The task: Render every item below as a JSON list of strings, with one string for each line and blank lines omitted.
**** Dataset extract ****
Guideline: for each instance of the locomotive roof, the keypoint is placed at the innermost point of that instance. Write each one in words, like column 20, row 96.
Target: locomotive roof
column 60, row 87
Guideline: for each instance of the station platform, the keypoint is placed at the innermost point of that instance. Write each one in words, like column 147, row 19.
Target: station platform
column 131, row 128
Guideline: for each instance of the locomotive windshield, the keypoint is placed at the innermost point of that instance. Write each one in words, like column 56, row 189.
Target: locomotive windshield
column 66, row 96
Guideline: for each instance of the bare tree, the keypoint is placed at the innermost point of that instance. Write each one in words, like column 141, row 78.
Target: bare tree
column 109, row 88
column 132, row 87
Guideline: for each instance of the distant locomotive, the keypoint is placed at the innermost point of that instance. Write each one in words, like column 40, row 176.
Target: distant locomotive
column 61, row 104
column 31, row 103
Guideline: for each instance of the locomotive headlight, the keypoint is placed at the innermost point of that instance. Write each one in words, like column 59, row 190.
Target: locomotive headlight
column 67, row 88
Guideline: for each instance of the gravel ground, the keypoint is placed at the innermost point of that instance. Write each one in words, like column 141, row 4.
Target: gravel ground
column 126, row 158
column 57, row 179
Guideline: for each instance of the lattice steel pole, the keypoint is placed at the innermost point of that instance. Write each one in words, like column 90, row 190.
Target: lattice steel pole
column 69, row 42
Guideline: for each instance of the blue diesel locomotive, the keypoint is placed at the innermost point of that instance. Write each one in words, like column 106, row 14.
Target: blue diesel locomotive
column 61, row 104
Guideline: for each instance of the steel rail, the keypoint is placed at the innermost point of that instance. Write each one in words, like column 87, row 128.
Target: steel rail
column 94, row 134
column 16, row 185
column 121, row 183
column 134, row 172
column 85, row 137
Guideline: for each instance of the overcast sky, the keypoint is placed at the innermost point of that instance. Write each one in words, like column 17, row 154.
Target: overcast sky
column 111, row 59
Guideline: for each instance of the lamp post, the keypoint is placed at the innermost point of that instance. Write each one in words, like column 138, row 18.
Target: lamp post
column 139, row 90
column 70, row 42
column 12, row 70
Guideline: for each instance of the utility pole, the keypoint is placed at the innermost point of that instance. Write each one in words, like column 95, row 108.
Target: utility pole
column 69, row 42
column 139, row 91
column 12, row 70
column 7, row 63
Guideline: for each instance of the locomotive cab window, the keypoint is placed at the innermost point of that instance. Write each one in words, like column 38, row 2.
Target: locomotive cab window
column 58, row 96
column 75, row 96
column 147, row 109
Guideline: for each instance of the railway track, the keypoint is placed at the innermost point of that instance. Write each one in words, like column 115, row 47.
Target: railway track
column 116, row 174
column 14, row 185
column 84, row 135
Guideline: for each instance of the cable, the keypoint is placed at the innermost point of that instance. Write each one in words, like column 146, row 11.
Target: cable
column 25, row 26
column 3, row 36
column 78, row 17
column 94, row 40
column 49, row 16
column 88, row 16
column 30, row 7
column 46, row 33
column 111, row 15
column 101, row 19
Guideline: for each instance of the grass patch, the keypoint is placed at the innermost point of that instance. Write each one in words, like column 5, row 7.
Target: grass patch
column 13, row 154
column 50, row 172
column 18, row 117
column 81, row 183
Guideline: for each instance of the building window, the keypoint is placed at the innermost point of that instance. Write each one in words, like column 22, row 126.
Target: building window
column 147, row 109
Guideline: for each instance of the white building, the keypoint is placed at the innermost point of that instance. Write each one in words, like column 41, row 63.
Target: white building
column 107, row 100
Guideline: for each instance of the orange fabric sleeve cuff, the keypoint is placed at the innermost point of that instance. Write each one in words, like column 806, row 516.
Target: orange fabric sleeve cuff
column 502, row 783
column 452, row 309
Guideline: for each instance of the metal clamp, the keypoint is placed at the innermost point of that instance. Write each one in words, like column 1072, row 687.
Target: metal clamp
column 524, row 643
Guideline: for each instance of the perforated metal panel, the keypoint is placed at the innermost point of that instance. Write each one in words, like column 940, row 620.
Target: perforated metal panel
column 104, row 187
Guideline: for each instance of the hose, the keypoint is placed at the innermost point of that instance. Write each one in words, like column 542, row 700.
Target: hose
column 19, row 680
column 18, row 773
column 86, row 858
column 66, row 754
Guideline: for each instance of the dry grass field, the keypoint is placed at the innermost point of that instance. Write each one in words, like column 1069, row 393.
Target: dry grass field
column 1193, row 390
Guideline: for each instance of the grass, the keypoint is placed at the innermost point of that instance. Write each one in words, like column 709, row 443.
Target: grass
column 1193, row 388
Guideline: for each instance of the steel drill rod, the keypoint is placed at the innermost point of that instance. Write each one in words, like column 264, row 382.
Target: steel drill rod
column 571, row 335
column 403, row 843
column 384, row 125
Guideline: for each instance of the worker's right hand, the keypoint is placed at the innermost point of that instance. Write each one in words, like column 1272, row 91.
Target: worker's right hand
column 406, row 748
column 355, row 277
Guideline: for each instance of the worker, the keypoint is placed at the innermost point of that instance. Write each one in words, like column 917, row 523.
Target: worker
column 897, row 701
****
Solution for this exercise:
[
  "Guideline: for each instance of the locomotive roof, the keypoint is placed at the innermost point of that instance. Write each one in words, like column 20, row 96.",
  "Target: locomotive roof",
  "column 60, row 87",
  "Guideline: for each instance of the station platform, the keypoint is placed at the innermost point of that instance. Write each one in words, like column 147, row 19.",
  "Target: station platform",
  "column 131, row 128",
  "Guideline: for each instance of the locomotive windshield, the keypoint is placed at the innermost point of that instance. Write each one in words, like column 56, row 189.",
  "Target: locomotive windshield",
  "column 66, row 96",
  "Guideline: for each instance of the bare tree, the keypoint is placed at the innermost point of that instance. Write each one in words, like column 141, row 78.",
  "Target: bare tree",
  "column 109, row 88",
  "column 132, row 87",
  "Guideline: for each instance of the distant locomotive, the keypoint is placed at the innermost point of that instance. Write each one in words, like column 40, row 176.",
  "Target: distant locomotive",
  "column 61, row 104",
  "column 31, row 103",
  "Guideline: for each instance of the locomotive headlight, the keypoint is placed at the innermost point of that instance. Write each one in words, like column 59, row 190.",
  "Target: locomotive headlight",
  "column 67, row 88",
  "Guideline: for each instance of the gravel ground, the keypoint is placed at the innermost point of that instance. Write each one in words, like column 141, row 4.",
  "Target: gravel ground",
  "column 126, row 158",
  "column 57, row 179",
  "Guideline: for each instance of the lattice steel pole, the keypoint is placed at the innermost point of that instance. Write each one in words, like column 90, row 190.",
  "Target: lattice steel pole",
  "column 69, row 42",
  "Guideline: for each instance of the blue diesel locomotive, the keypoint is placed at the innermost point of that instance. Write each one in words, like column 106, row 14.",
  "Target: blue diesel locomotive",
  "column 61, row 104",
  "Guideline: for each instance of the steel rail, the keypoint is placed at the innermost point of that instance. Write each one in words, like column 87, row 128.",
  "Target: steel rail",
  "column 94, row 134",
  "column 16, row 185",
  "column 121, row 183",
  "column 134, row 172",
  "column 85, row 137",
  "Guideline: for each instance of the overcast sky, the keypoint is placed at the innermost point of that instance. Write each one in words, like column 17, row 154.",
  "Target: overcast sky",
  "column 111, row 59",
  "Guideline: for each instance of the lamp post, the keypoint is placed at the innermost point of that instance. Write each one in words, like column 138, row 18.",
  "Target: lamp post",
  "column 139, row 90",
  "column 70, row 42",
  "column 12, row 70",
  "Guideline: for each instance of the utility pole, the keypoint is placed at the innermost point of that instance. Write each one in words, like column 95, row 108.",
  "Target: utility pole",
  "column 69, row 42",
  "column 139, row 91",
  "column 12, row 70",
  "column 7, row 63",
  "Guideline: for each instance of the locomotive cab window, the keypoint is placed at the innermost point of that instance. Write each one in words, like column 38, row 2.",
  "Target: locomotive cab window",
  "column 58, row 96",
  "column 75, row 96",
  "column 147, row 109",
  "Guideline: for each instance of the railway track, the keypoint is placed at the innermost point of that instance. Write each one in words, like column 115, row 47.",
  "Target: railway track",
  "column 116, row 174",
  "column 14, row 185",
  "column 84, row 135",
  "Guideline: for each instance of the cable, the keypoint is placed at the innermost point of that instance. Write each one in words, like column 146, row 11.",
  "Target: cable",
  "column 25, row 26",
  "column 3, row 36",
  "column 78, row 17",
  "column 94, row 40",
  "column 49, row 16",
  "column 88, row 16",
  "column 30, row 7",
  "column 46, row 33",
  "column 111, row 15",
  "column 101, row 19",
  "Guideline: for each instance of the grass patch, the keypoint is placed at the innermost point of that instance. Write each one in words, like column 5, row 7.",
  "Target: grass patch",
  "column 13, row 154",
  "column 50, row 172",
  "column 18, row 117",
  "column 81, row 183",
  "Guideline: for each instance of the building window, the keypoint is placed at the innermost point of that instance. Write each one in words, like column 22, row 126.",
  "Target: building window",
  "column 147, row 109",
  "Guideline: for each instance of the white building, the keypoint is placed at the innermost point of that instance. Write each one in words, like column 41, row 63.",
  "Target: white building",
  "column 107, row 100",
  "Guideline: for each instance of the orange fabric sleeve cuff, the keypoint is placed at the innermost point of that instance. Write each one in words, like column 806, row 516.",
  "Target: orange fabric sleeve cuff",
  "column 502, row 783",
  "column 452, row 309",
  "Guideline: for each instance of the metal clamp, the keypoint is placed at the innermost point of that instance. Write each one in words, like column 1072, row 687.",
  "Target: metal clamp",
  "column 524, row 643",
  "Guideline: for each instance of the perforated metal panel, the keypoint is placed at the innermost point of that instance. Write each one in words, like column 940, row 620.",
  "Target: perforated metal panel",
  "column 104, row 187",
  "Guideline: for each instance of the hose, the keypoint is placed at the innermost point of that instance. Write each one in words, like column 542, row 700.",
  "Target: hose",
  "column 19, row 680",
  "column 18, row 773",
  "column 86, row 858",
  "column 66, row 754",
  "Guideline: for each instance of the dry grass field, the keypoint is placed at the innermost point of that instance. Write each one in words, like column 1069, row 393.",
  "Target: dry grass field",
  "column 1193, row 390",
  "Guideline: for each instance of the grass, the keypoint is placed at the innermost point of that instance. Write each one in words, like column 709, row 443.",
  "Target: grass",
  "column 1193, row 388",
  "Guideline: for each instance of the steel drill rod, the keypoint is placed at the innermost point of that instance. Write each one in words, like column 264, row 382.",
  "Target: steel drill rod",
  "column 571, row 335",
  "column 403, row 843",
  "column 384, row 125",
  "Guideline: for each instance of the worker's right hand, the keypoint is placed at the innermost point of that instance. Write each one in words, like column 1272, row 91.",
  "Target: worker's right hand",
  "column 406, row 748",
  "column 355, row 277",
  "Guideline: for each instance of the worker, the keypoint is placed at the innermost point of that instance. Write each one in words, like column 917, row 523.",
  "Target: worker",
  "column 897, row 701"
]